Two groups of patients were recruited. All were in the early stages of psychotic illness; each had cumulatively taken antipsychotics for less than 2 weeks since their initial psychotic episode. One group comprised 49 patients with first-episode psychosis (30 were male, average age about 24). A second group of 24 similar patients (20 males, average age 22) was used as a “validation sample,” to test whether any connectivity biomarkers identified in the main sample could be replicated in their predictive accuracy. Patients in both groups were carefully assessed and imaged using different fMRI modalities at “baseline,” after which each was randomly assigned to begin treatment on either risperidone or aripiprazole for 12 weeks. The severity of psychosis symptoms was assessed multiple times during the 12 weeks. Computer-based modeling was used to “train” a model that might enable identification of a connectivity-based biomarker based on the fMRI scans made before treatments began that would predict how well each patient responded to the 12 weeks of antipsychotic treatment.

□ □ □

List of tasks:
1) In the passage on the psychosis study, which two drugs could patients be randomly assigned to begin treatment on?
2) Say whether each statement agrees with the passage on the psychosis study, and quote the words that decide it.
(a) The validation sample contained 24 patients.
(b) Before recruitment, each patient had taken antipsychotics for more than a month in total.
(c) The model was trained on fMRI scans taken after treatment had begun.

Material shown:
□ □ □

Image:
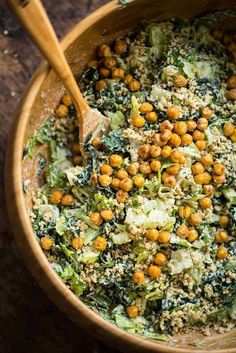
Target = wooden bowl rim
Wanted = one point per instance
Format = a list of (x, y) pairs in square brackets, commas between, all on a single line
[(17, 211)]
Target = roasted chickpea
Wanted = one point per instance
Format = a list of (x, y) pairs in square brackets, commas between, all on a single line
[(138, 277), (197, 168), (152, 234), (151, 117), (185, 211), (139, 181), (195, 219), (202, 124), (219, 168), (115, 160), (155, 165), (205, 202), (173, 112), (146, 108), (144, 151), (224, 221), (145, 168), (122, 196), (138, 121), (154, 271), (173, 169), (96, 218), (207, 160), (106, 169), (104, 180)]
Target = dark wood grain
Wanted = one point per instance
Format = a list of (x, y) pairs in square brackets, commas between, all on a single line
[(29, 322)]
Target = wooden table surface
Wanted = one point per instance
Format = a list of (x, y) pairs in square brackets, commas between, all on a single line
[(29, 322)]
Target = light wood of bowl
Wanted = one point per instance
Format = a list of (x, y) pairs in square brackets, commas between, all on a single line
[(41, 96)]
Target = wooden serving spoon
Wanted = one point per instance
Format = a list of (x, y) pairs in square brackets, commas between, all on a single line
[(34, 19)]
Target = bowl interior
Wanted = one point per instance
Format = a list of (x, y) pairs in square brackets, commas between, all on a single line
[(104, 26)]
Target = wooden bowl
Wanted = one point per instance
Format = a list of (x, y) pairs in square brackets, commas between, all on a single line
[(41, 96)]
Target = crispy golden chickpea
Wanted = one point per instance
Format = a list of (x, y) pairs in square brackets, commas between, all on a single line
[(154, 271), (115, 183), (178, 157), (122, 196), (128, 78), (138, 277), (192, 235), (155, 165), (173, 112), (118, 72), (67, 100), (144, 151), (151, 117), (207, 113), (134, 85), (168, 180), (132, 311), (185, 211), (173, 169), (205, 202), (164, 237), (231, 82), (122, 174), (46, 243), (100, 244), (208, 190), (155, 151), (101, 84), (197, 168), (186, 140), (180, 81), (166, 135), (195, 219), (104, 72), (191, 125), (145, 168), (207, 160), (107, 215), (202, 124), (180, 128), (120, 47), (182, 231), (221, 237), (224, 221), (62, 111), (152, 234), (104, 51), (138, 121), (96, 218), (231, 94), (160, 259), (56, 197), (104, 180), (77, 243), (133, 168), (222, 253), (166, 151), (146, 108), (175, 140), (67, 200), (115, 160), (106, 169), (96, 143), (228, 129), (139, 181), (126, 184), (219, 168)]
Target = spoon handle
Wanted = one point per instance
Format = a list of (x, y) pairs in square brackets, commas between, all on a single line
[(34, 19)]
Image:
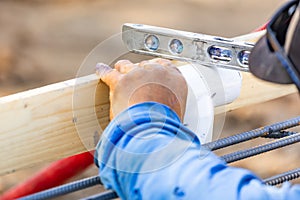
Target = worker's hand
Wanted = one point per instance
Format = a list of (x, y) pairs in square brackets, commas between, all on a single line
[(155, 80)]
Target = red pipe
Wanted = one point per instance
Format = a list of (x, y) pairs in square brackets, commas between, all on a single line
[(53, 175)]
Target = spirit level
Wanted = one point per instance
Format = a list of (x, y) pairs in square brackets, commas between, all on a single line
[(186, 46)]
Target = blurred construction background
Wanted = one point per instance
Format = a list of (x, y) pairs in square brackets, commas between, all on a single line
[(43, 42)]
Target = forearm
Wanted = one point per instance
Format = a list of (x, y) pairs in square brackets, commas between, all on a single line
[(146, 152)]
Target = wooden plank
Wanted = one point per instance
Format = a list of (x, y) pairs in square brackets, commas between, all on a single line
[(66, 118)]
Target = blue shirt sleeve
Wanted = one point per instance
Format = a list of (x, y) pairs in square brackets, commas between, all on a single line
[(146, 153)]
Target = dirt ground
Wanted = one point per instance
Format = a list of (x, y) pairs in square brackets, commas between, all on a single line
[(43, 42)]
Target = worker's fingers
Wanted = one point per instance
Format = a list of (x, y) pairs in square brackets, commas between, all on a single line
[(124, 66), (108, 75)]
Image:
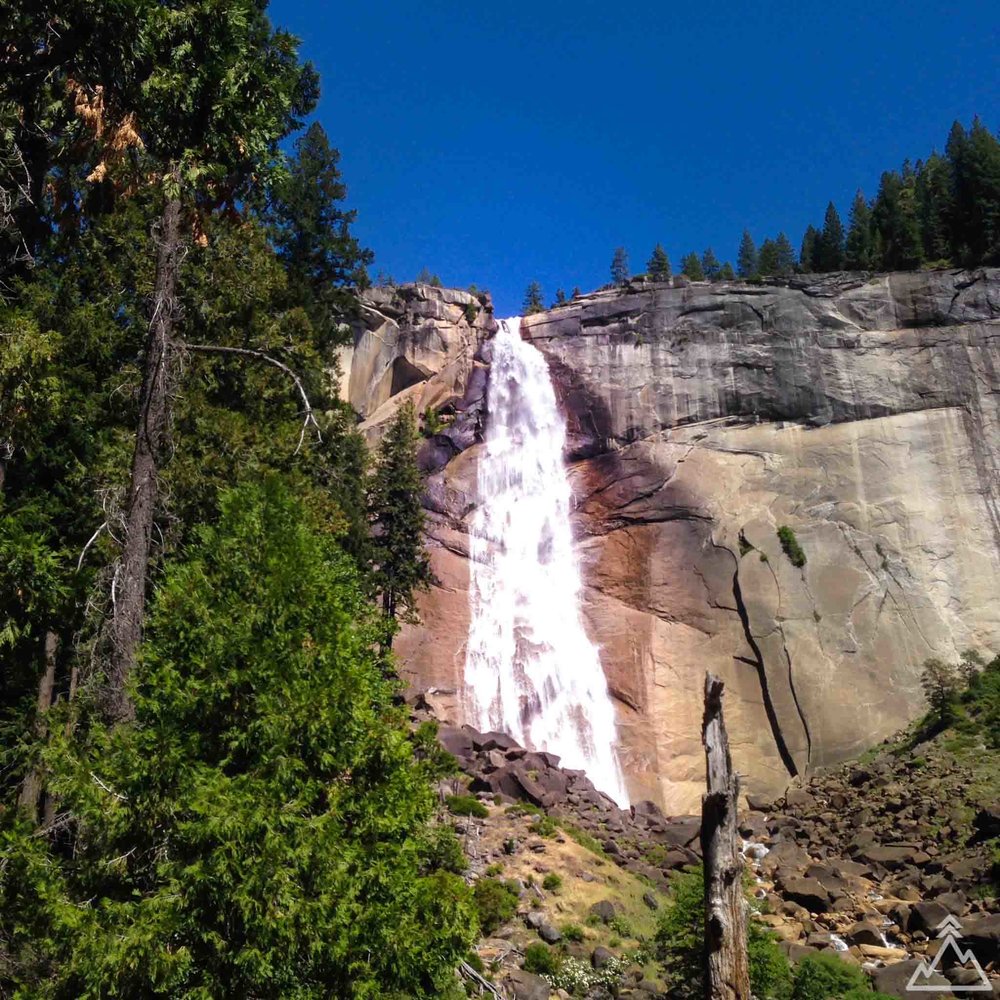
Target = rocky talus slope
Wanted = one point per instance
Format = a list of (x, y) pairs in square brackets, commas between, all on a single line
[(864, 862), (860, 411)]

□ □ □

Task-by-task answers:
1) Risperidone or aripiprazole.

2)
(a) Yes: "A second group of 24 similar patients (20 males, average age 22) was used as a “validation sample,”"
(b) No: "each had cumulatively taken antipsychotics for less than 2 weeks since their initial psychotic episode"
(c) No: "based on the fMRI scans made before treatments began"